[EXERCISE GOAL]
Answer these questions from the text on growing cells in culture:
1. What is the slowing of fibroblast growth called when the cells become dense and touch?
2. Which enzyme is used to split the cells?
3. What is the total surface area of the three large flasks?

Alex: 1, 2, 3 maybe…more?

Birgitt: To witness how cells grow is always fascinating, isn’t it? In the next two images you can compare your cells on day 20 and day 22 after biopsy. Within two days all the space between the cells is filled up. Once the fibroblasts become dense and touch their growth slows down which is called contact inhibition.

Day 20
Day 22

Alex: What do you do when the cells in the culture dish become overcrowded. You explained last time that you “split” the cells. How does that work?

Birgitt: In order to split the cells, we use trypsin which is an enzyme also found in your digestive system that breaks down proteins. The trypsin treatment is only needed for a few minutes. During that time the cells lift off the culture dish, then they are washed to remove the trypsin, transferred to a larger culture vessel, and replenished with fresh media. During the expansion period, I expand the cells from the original culture dish with a surface area of about 45cm2 to three large flasks with a total surface area of 450cm2 as you can see in the image below.

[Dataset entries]

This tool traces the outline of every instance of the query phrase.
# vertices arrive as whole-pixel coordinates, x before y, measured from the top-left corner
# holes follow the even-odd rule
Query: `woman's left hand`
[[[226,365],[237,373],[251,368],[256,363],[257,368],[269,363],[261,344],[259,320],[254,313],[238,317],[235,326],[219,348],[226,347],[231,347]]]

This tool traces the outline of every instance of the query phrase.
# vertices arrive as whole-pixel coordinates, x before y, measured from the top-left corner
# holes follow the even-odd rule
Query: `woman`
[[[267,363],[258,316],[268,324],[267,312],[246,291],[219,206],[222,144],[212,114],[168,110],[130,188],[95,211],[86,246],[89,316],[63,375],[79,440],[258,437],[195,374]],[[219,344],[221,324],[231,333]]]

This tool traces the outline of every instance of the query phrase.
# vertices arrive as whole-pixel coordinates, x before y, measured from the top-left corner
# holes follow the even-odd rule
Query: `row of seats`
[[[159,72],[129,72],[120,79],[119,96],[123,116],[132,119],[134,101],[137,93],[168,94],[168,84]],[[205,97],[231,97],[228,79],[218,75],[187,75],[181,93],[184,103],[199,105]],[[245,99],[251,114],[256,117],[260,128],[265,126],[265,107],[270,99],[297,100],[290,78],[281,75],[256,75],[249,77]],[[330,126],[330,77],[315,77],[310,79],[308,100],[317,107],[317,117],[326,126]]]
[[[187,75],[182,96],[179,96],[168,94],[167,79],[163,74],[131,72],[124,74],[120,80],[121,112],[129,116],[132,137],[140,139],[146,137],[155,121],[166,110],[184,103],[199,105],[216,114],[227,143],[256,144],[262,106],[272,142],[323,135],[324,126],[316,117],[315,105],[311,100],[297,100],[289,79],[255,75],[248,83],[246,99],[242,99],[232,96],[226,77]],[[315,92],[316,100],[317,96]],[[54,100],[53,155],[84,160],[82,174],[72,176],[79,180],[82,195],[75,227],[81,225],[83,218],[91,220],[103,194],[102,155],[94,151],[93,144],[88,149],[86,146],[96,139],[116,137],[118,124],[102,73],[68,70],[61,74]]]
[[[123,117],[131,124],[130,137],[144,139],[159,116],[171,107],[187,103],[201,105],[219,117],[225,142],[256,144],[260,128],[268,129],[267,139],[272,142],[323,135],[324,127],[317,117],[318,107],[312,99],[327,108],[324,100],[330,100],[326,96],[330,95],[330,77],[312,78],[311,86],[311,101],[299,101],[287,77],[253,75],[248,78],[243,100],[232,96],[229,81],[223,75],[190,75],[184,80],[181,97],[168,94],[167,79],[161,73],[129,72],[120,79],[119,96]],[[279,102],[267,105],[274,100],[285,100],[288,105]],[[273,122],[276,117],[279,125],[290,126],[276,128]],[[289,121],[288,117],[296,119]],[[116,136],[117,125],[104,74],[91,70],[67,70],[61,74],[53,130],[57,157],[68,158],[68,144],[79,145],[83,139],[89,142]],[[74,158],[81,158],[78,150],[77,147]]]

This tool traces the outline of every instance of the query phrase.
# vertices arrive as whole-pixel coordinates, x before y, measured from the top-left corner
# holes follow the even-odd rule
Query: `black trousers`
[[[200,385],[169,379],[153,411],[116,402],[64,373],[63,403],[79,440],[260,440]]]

[SOLUTION TO THIS PROBLEM]
1. Contact inhibition
2. Trypsin
3. 450cm2